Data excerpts
%%

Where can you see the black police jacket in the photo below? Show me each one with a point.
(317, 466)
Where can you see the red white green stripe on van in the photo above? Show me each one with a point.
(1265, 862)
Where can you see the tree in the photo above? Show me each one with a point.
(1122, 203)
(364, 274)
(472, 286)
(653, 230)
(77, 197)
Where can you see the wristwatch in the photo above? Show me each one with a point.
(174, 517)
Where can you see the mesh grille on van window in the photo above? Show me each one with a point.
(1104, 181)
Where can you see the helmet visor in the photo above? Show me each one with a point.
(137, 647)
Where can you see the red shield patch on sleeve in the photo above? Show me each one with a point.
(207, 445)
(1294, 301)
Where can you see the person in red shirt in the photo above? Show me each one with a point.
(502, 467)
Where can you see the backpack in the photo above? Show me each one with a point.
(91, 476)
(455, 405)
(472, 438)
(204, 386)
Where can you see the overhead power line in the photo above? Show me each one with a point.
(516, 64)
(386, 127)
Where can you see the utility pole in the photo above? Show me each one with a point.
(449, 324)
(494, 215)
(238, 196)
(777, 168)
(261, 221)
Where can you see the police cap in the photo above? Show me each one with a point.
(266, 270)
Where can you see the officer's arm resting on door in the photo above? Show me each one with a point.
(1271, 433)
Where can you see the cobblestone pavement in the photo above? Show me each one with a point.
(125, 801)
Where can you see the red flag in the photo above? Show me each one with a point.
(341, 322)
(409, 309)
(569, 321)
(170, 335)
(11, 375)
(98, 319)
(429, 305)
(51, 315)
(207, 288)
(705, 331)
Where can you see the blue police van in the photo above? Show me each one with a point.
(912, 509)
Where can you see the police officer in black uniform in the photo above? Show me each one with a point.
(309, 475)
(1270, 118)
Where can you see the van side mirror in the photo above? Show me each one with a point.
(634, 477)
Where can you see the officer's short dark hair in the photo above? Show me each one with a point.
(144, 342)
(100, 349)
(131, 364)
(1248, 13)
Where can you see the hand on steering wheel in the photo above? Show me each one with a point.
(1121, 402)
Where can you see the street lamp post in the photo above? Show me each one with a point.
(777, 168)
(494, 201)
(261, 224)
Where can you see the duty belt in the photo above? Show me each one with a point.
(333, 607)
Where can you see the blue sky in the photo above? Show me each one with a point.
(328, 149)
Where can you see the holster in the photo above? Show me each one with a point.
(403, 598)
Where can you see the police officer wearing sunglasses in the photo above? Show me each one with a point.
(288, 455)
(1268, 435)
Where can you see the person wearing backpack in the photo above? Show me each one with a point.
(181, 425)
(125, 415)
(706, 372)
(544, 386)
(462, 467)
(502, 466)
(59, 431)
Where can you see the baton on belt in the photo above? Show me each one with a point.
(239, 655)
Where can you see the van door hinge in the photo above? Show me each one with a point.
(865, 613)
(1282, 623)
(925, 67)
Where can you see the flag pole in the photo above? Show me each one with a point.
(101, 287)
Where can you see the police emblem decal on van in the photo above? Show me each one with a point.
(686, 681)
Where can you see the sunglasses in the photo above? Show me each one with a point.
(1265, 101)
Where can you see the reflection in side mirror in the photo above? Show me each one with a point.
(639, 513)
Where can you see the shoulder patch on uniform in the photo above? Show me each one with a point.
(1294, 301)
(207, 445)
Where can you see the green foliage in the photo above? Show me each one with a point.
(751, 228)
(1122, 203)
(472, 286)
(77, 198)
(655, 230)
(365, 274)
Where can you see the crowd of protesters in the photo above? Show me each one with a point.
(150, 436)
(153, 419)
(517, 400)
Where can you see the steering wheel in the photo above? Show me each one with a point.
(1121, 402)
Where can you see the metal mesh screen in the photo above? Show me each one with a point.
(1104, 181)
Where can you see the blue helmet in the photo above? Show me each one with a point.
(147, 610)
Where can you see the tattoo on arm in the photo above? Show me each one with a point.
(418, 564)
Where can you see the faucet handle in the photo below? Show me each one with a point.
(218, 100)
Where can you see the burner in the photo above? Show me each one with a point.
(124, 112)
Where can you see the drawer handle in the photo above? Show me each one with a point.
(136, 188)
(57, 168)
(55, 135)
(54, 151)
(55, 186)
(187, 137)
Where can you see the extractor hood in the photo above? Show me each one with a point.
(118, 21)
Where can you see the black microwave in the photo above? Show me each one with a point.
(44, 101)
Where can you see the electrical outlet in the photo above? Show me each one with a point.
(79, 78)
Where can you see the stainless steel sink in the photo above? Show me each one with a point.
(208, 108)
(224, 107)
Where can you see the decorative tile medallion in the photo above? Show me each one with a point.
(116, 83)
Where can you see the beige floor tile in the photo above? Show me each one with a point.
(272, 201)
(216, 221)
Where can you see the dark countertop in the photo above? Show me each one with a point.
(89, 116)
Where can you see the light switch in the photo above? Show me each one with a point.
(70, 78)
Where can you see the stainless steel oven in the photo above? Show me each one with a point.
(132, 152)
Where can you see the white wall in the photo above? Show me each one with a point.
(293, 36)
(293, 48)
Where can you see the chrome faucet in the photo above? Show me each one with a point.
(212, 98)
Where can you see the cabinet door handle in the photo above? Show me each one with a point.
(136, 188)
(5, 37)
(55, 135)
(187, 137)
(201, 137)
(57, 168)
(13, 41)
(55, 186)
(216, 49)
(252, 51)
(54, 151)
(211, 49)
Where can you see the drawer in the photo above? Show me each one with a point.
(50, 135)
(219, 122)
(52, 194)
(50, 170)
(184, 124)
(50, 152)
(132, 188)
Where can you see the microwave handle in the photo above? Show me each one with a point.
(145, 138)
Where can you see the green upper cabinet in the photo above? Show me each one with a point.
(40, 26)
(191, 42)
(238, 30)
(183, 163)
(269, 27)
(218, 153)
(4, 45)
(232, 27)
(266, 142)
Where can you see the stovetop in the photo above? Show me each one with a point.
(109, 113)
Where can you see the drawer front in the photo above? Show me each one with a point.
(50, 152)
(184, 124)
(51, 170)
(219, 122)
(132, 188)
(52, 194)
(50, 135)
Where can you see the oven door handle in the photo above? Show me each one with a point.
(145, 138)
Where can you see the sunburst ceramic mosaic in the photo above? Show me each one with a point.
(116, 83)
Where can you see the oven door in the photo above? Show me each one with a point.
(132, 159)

%%

[Task requirements] When you repeat the data, keep each line exactly as given.

[Task answer]
Where can you see the black police jacket in the photo below? Show me each one with a point.
(317, 466)
Where can you see the red white green stripe on van in the photo above? Show me each one with a point.
(1265, 862)
Where can you see the tree in the photo above? Show me each one with a point.
(1122, 203)
(364, 274)
(472, 286)
(653, 230)
(77, 197)
Where can you see the wristwatch in the photo above? Show me each one with a point.
(174, 517)
Where can you see the mesh grille on van window in the photo above? Show me each one with a point.
(1104, 181)
Where can you see the helmet visor in the photo above? Show me each one with a point.
(137, 647)
Where can you see the red shield patch on sleeve in the photo above? Show me each one with a point.
(207, 445)
(1294, 301)
Where can you see the person in red shirt in the photo above? Show me each one with a point.
(502, 467)
Where can you see the backpack in the photo above? Show me each one with a point.
(91, 476)
(455, 405)
(472, 438)
(204, 386)
Where can you see the overhead power line in the photo above? Show me each one with a point.
(516, 64)
(386, 127)
Where can you see the utility pole in the photo above? Show me each one with a point.
(449, 324)
(494, 215)
(238, 196)
(777, 168)
(261, 221)
Where can you see the police cap in the photo above? Show me each one with a point.
(266, 270)
Where can you see the officer's arm resting on door in the photo above? Show me each one with a point.
(1271, 433)
Where can you see the cobblestone pavement in the photo above? Show me each one with a point.
(125, 801)
Where can you see the red flag in the photo above? Show me each one with a point.
(341, 322)
(409, 309)
(569, 321)
(170, 335)
(11, 375)
(98, 319)
(429, 305)
(51, 315)
(207, 288)
(705, 331)
Where can you see the blue police van in the photo above? Show me each one with a point.
(912, 509)
Where can you see the police officer in black uniform in the photo above? Show me each one with a point.
(309, 475)
(1270, 118)
Where can you see the van side mirror in the photo above? Show me each one with a point.
(634, 477)
Where can you see the officer's short dark hair in the photo above? Show me each one with a point.
(144, 342)
(100, 349)
(131, 364)
(1248, 13)
Where can you see the hand on steering wheel in the photo above? Show me each one with a point.
(1121, 402)
Where can you see the street lamp post in the photo above? Show me each one with a point.
(777, 168)
(494, 201)
(261, 224)
Where can you see the duty belt in the photo above? Show me each one with a point.
(333, 607)
Where can you see the blue sky in the photo above? Show me each one with a point.
(328, 149)
Where can you see the holster in the photo above? Show me each one with a point.
(403, 598)
Where can you see the police officer wearing sunglasses in the photo above? Show me each one with a point.
(288, 455)
(1268, 435)
Where can you see the person wearing backpack in the photo above? Show me each one with a point.
(181, 425)
(125, 415)
(706, 372)
(544, 386)
(462, 467)
(502, 466)
(59, 431)
Where can you see the baton on belt in the photo above? Show me each one with a point.
(239, 655)
Where can you see the van door hinge in the photo above? Show me each one with a point.
(865, 613)
(1282, 623)
(925, 67)
Where can you see the flag pole in the photo above? Show me each one with a point.
(101, 287)
Where can you see the police emblem decal on van in the photo above? Show me each one with a point.
(686, 681)
Where can you see the sunglasses in the photo above? Show me each one with a point.
(1265, 101)
Where can you see the reflection in side mirror in the photo above? Show me each one with a point.
(639, 513)
Where can you see the shoulder patch on uniform in the photo above? Show me each one with a point.
(1294, 301)
(207, 445)
Where can you see the green foliage in the photo above? Show me each one with a point.
(751, 228)
(1122, 203)
(472, 286)
(77, 198)
(655, 230)
(365, 274)
Where can you see the crowd of protesters in the photo above? Show me each one with a point.
(150, 436)
(153, 419)
(517, 400)
Where can you see the steering wheel in the photo above? Show me each one with a point.
(1121, 402)
Where can you see the metal mesh screen in the photo above? Show me each one with a point.
(1104, 181)
Where can you see the blue helmet in the photo above? Show me each one with a point.
(147, 610)
Where can you see the tattoo on arm in the photo above? Show me each one with a point.
(418, 564)
Where can you see the faucet handle in the photo below? Show me each one with a point.
(218, 100)
Where can you see the burner in the photo above? Show me each one with a point.
(124, 112)
Where can you see the drawer handle in the photo above? Show me each one with a point.
(136, 188)
(57, 168)
(55, 135)
(54, 151)
(55, 186)
(187, 137)
Where can you see the extractor hood in the photo above? Show me each one with a point.
(118, 21)
Where can you see the black microwave in the photo above? Show me each one with a point.
(44, 101)
Where can you see the electrical outlet in the photo above? Show me each one with a point.
(79, 78)
Where can you see the stainless steel sink in the photo above? Show me each one with a point.
(208, 108)
(224, 107)
Where can you see the decorative tile medallion in the photo above? Show me each one with a point.
(116, 83)
Where can you see the beige floor tile in the photo above? Show me each one with a point.
(272, 201)
(216, 221)
Where can you see the dark countertop in the photo above? Show me each one with a point.
(89, 116)
Where can you see the light switch in the photo above? Show me each one with a point.
(70, 78)
Where can you see the stainless steel oven in the photo above? Show me each one with a point.
(132, 152)
Where can you see the white wall in the photo above? Show me each one with a point.
(293, 36)
(293, 48)
Where can you see the chrome faucet in the photo above? Show me each one with a point.
(212, 98)
Where can you see the cabinet door handle in the photo above? Show me each one with a point.
(136, 188)
(5, 37)
(55, 135)
(187, 137)
(201, 137)
(57, 168)
(13, 41)
(55, 186)
(216, 49)
(252, 51)
(54, 151)
(211, 49)
Where can you see the drawer in the photo above? Show me each one with a point.
(50, 135)
(219, 122)
(52, 194)
(50, 170)
(184, 124)
(50, 152)
(132, 188)
Where can you see the microwave handle in the photo above? Show me each one with a point.
(145, 138)
Where can you see the green upper cabinet in the photo above? Show me each one with a point.
(40, 26)
(191, 42)
(238, 30)
(183, 163)
(269, 27)
(218, 153)
(4, 45)
(232, 27)
(266, 142)
Where can you see the stovetop in the photo above? Show me each one with a point.
(109, 113)
Where can you see the drawer front in the photo above? Show me each one with a point.
(50, 152)
(184, 124)
(51, 170)
(219, 122)
(132, 188)
(52, 194)
(50, 135)
Where can you see the oven door handle in the photo above? Show me each one with a point.
(145, 138)
Where can you see the sunburst ceramic mosaic in the photo above? Show me each one with a point.
(116, 83)
Where can you see the oven door in the photo above? Show me each one with a point.
(132, 159)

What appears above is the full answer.